**DATASET RECORDS**
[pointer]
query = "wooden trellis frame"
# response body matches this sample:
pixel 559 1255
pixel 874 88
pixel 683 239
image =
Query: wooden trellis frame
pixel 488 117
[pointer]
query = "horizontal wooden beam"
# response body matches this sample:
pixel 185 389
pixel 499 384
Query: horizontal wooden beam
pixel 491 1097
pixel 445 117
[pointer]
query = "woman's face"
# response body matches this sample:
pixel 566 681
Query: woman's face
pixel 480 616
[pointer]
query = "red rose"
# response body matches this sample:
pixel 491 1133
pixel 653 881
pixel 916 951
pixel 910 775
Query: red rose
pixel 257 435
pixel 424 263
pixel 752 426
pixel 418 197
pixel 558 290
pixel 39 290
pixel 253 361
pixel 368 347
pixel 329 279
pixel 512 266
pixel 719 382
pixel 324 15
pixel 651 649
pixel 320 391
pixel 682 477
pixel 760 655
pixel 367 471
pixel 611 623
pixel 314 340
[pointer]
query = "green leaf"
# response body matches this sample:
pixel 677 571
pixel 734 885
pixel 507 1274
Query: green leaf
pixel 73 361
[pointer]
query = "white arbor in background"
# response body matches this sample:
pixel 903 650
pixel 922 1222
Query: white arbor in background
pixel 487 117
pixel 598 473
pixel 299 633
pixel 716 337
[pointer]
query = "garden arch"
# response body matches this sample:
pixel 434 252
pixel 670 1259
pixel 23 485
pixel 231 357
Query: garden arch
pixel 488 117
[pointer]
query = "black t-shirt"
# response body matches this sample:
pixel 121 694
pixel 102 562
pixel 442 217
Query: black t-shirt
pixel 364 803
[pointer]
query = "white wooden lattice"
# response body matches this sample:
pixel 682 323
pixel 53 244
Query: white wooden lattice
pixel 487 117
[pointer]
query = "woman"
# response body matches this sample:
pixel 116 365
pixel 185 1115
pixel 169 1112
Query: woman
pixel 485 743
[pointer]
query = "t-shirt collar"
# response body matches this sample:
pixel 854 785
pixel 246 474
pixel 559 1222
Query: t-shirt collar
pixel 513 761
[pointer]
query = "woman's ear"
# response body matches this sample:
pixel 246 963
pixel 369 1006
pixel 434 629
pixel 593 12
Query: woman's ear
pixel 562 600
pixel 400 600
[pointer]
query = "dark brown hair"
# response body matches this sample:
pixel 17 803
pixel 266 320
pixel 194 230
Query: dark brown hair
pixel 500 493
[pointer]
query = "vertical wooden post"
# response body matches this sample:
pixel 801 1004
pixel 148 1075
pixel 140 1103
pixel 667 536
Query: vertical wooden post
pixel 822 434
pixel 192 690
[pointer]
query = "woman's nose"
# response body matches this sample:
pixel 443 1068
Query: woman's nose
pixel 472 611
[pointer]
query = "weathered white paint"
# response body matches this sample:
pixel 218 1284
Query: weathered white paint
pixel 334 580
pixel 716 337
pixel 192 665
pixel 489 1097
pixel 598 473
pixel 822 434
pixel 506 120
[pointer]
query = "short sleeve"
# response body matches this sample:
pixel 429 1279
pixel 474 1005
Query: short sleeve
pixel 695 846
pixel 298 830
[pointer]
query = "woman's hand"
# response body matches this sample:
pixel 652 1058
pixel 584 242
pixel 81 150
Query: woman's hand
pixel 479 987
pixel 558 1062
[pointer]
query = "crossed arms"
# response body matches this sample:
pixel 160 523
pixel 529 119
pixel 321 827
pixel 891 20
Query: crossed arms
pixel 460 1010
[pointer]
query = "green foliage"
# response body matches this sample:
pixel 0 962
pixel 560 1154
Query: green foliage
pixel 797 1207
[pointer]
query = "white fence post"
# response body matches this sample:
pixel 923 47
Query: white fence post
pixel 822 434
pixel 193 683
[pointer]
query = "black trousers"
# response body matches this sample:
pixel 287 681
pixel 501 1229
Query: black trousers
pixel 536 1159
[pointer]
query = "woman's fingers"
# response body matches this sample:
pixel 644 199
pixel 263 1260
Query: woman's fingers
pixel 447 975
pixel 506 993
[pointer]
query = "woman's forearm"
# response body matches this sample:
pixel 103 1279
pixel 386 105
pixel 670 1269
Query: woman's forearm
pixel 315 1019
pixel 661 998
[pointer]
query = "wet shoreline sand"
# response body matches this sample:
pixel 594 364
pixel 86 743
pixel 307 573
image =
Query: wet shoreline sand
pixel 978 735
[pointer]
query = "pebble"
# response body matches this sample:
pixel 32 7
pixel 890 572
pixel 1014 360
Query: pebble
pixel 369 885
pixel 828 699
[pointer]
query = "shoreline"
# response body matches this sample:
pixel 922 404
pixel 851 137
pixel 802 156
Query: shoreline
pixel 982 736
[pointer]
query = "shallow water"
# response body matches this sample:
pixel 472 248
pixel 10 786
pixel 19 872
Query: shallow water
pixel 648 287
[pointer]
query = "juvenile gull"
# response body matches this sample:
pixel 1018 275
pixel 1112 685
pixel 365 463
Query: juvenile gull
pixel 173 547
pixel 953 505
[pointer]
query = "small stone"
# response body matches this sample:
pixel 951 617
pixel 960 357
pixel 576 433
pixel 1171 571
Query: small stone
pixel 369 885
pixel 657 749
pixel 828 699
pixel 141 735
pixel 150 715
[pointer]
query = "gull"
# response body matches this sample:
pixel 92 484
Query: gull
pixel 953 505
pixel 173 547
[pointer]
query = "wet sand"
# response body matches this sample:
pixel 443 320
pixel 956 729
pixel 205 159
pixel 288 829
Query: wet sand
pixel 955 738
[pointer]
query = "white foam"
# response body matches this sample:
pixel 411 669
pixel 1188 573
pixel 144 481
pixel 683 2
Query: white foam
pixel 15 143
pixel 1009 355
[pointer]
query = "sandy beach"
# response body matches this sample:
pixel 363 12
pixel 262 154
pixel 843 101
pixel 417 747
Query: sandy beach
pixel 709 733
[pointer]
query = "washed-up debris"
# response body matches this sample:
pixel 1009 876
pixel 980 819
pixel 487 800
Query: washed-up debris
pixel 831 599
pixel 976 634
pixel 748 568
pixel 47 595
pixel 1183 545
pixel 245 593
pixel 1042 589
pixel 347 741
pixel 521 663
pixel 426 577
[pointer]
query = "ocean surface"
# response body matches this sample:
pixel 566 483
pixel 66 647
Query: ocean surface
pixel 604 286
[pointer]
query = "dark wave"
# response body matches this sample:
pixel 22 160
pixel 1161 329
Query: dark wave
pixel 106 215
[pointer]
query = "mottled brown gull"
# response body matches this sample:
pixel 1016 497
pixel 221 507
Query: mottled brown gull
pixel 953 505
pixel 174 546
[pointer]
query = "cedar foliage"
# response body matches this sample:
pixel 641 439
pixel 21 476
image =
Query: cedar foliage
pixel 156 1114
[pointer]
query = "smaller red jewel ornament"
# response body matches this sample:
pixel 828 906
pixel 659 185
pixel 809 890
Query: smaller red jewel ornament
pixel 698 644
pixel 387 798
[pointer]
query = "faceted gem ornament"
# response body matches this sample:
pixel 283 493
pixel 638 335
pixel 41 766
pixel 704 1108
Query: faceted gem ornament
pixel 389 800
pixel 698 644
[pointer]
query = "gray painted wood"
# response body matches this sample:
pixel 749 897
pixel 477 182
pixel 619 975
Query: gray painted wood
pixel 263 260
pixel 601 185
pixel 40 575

**TASK DIRECTIONS**
Write out every entry again so that each line matches the original exactly.

**ANSWER BOX**
[pointer]
query = "wooden trellis frame"
# response body matches this sample:
pixel 559 1255
pixel 874 88
pixel 683 239
image =
Query: wooden trellis frame
pixel 488 117
[pointer]
query = "horizontal wooden beam"
# response body matches this sample:
pixel 185 389
pixel 499 384
Query: horizontal wooden beam
pixel 491 1097
pixel 445 117
[pointer]
query = "woman's face"
# response body matches this sample:
pixel 566 681
Query: woman's face
pixel 480 616
[pointer]
query = "red rose"
# response body matches this sample:
pixel 491 1133
pixel 653 881
pixel 916 951
pixel 910 775
Query: red rose
pixel 257 435
pixel 424 263
pixel 752 426
pixel 418 197
pixel 558 290
pixel 39 290
pixel 253 361
pixel 368 347
pixel 329 279
pixel 512 266
pixel 719 382
pixel 324 15
pixel 651 649
pixel 320 391
pixel 682 477
pixel 760 655
pixel 367 471
pixel 611 623
pixel 314 340
[pointer]
query = "green leaf"
# response body matches this sample:
pixel 677 571
pixel 734 885
pixel 507 1274
Query: green leaf
pixel 73 361
[pointer]
query = "white arbor in background"
# response body matches this sample:
pixel 903 650
pixel 922 1222
Query: white arbor in background
pixel 487 117
pixel 598 473
pixel 299 633
pixel 716 337
[pointer]
query = "garden arch"
# response body matches this sample:
pixel 434 252
pixel 670 1259
pixel 23 485
pixel 231 357
Query: garden arch
pixel 488 117
[pointer]
query = "black t-shirt"
# response body matches this sample:
pixel 121 694
pixel 102 562
pixel 442 217
Query: black t-shirt
pixel 364 803
[pointer]
query = "white wooden lattice"
# response body matches this sample:
pixel 682 323
pixel 53 244
Query: white wooden lattice
pixel 487 117
[pointer]
query = "woman"
# response body matches this sample:
pixel 116 365
pixel 185 1115
pixel 169 1112
Query: woman
pixel 485 743
[pointer]
query = "t-shirt collar"
# response body matches this sample:
pixel 854 785
pixel 246 474
pixel 559 1222
Query: t-shirt collar
pixel 513 761
[pointer]
query = "woman's ear"
# response body matches this sample:
pixel 246 963
pixel 369 1006
pixel 434 629
pixel 593 12
Query: woman's ear
pixel 562 600
pixel 400 600
[pointer]
query = "dark brown hair"
# response body matches this sample:
pixel 17 803
pixel 266 320
pixel 194 230
Query: dark brown hair
pixel 500 493
[pointer]
query = "vertical wooden post"
# response body matches this sample:
pixel 801 1004
pixel 148 1075
pixel 140 1103
pixel 667 536
Query: vertical wooden post
pixel 822 434
pixel 192 690
[pointer]
query = "woman's nose"
# response body matches this sample:
pixel 443 1068
Query: woman's nose
pixel 472 611
[pointer]
query = "weathered white paint"
# response body matches this sample:
pixel 218 1284
Query: weathered white paint
pixel 334 580
pixel 716 337
pixel 192 665
pixel 489 1097
pixel 598 473
pixel 822 434
pixel 506 120
[pointer]
query = "short sleeve"
# response body matches this sample:
pixel 429 1279
pixel 474 1005
Query: short sleeve
pixel 695 846
pixel 298 830
[pointer]
query = "woman's hand"
# response body matches this sample:
pixel 652 1058
pixel 584 242
pixel 81 150
Query: woman's hand
pixel 479 987
pixel 558 1062
[pointer]
query = "crossed arms"
# response body matches this sample:
pixel 160 523
pixel 529 119
pixel 321 827
pixel 891 20
Query: crossed arms
pixel 460 1010
[pointer]
query = "green foliage"
# response body matches this sample:
pixel 0 962
pixel 560 1154
Query: green foliage
pixel 797 1207
[pointer]
query = "white fence post"
# response body matches this sample:
pixel 923 47
Query: white fence post
pixel 822 434
pixel 193 683
[pointer]
query = "black trousers"
# response body matches this sample:
pixel 287 681
pixel 501 1229
Query: black trousers
pixel 536 1159
[pointer]
query = "woman's fingers"
# response body matches this sample:
pixel 644 199
pixel 263 1260
Query: woman's fingers
pixel 447 975
pixel 506 993
[pointer]
query = "woman's forearm"
# response body matches this sample:
pixel 103 1279
pixel 386 105
pixel 670 1269
Query: woman's forearm
pixel 315 1019
pixel 661 998
[pointer]
query = "wet shoreline sand"
# response body matches this sample:
pixel 594 364
pixel 86 743
pixel 307 573
image =
Query: wet shoreline sand
pixel 978 735
[pointer]
query = "pebble"
# response body matches this sample:
pixel 32 7
pixel 890 572
pixel 1014 360
Query: pebble
pixel 369 885
pixel 828 699
[pointer]
query = "shoreline"
# response body matches this sample:
pixel 922 404
pixel 851 137
pixel 802 156
Query: shoreline
pixel 982 736
[pointer]
query = "shallow water"
# response body matches this sample:
pixel 472 248
pixel 10 786
pixel 19 872
Query: shallow water
pixel 648 287
[pointer]
query = "juvenile gull"
# response body matches this sample:
pixel 1018 275
pixel 1112 685
pixel 365 463
Query: juvenile gull
pixel 173 547
pixel 953 505
[pointer]
query = "small stone"
# response body matches this sample:
pixel 951 617
pixel 960 357
pixel 576 433
pixel 1171 571
Query: small stone
pixel 369 885
pixel 657 749
pixel 828 699
pixel 141 735
pixel 150 715
[pointer]
query = "gull"
# response body matches this sample:
pixel 92 484
Query: gull
pixel 953 505
pixel 173 547
[pointer]
query = "wet sand"
# response body matches this sample:
pixel 443 320
pixel 956 729
pixel 205 159
pixel 288 829
Query: wet sand
pixel 955 738
[pointer]
query = "white foam"
# response body matches this sample:
pixel 411 669
pixel 1188 573
pixel 144 481
pixel 683 2
Query: white foam
pixel 15 143
pixel 1009 355
[pointer]
query = "sandy beach"
# response body matches this sample:
pixel 363 12
pixel 262 154
pixel 843 101
pixel 417 747
Query: sandy beach
pixel 709 733
[pointer]
query = "washed-up debris"
# response body matches this sample:
pixel 1009 876
pixel 980 819
pixel 487 800
Query: washed-up debris
pixel 831 599
pixel 976 634
pixel 748 568
pixel 47 595
pixel 1183 545
pixel 245 593
pixel 1042 589
pixel 347 741
pixel 521 663
pixel 426 577
[pointer]
query = "ocean surface"
# response body matches this sample:
pixel 566 483
pixel 66 647
Query: ocean surface
pixel 604 286
[pointer]
query = "dark wave"
# response body matches this sample:
pixel 22 160
pixel 1161 329
Query: dark wave
pixel 106 215
[pointer]
query = "mottled brown gull"
# response body matches this sample:
pixel 1016 497
pixel 221 507
Query: mottled brown gull
pixel 953 505
pixel 174 546
[pointer]
query = "cedar foliage"
# response body matches this sample:
pixel 641 439
pixel 21 476
image =
Query: cedar foliage
pixel 156 1114
[pointer]
query = "smaller red jewel ornament"
# response body matches this sample:
pixel 828 906
pixel 659 185
pixel 809 890
Query: smaller red jewel ornament
pixel 698 644
pixel 387 798
[pointer]
query = "faceted gem ornament"
# response body matches this sample:
pixel 283 493
pixel 638 335
pixel 41 766
pixel 704 1108
Query: faceted gem ornament
pixel 389 800
pixel 698 644
[pointer]
query = "gray painted wood"
# response body matches this sample:
pixel 749 897
pixel 477 182
pixel 619 975
Query: gray painted wood
pixel 263 260
pixel 601 185
pixel 40 575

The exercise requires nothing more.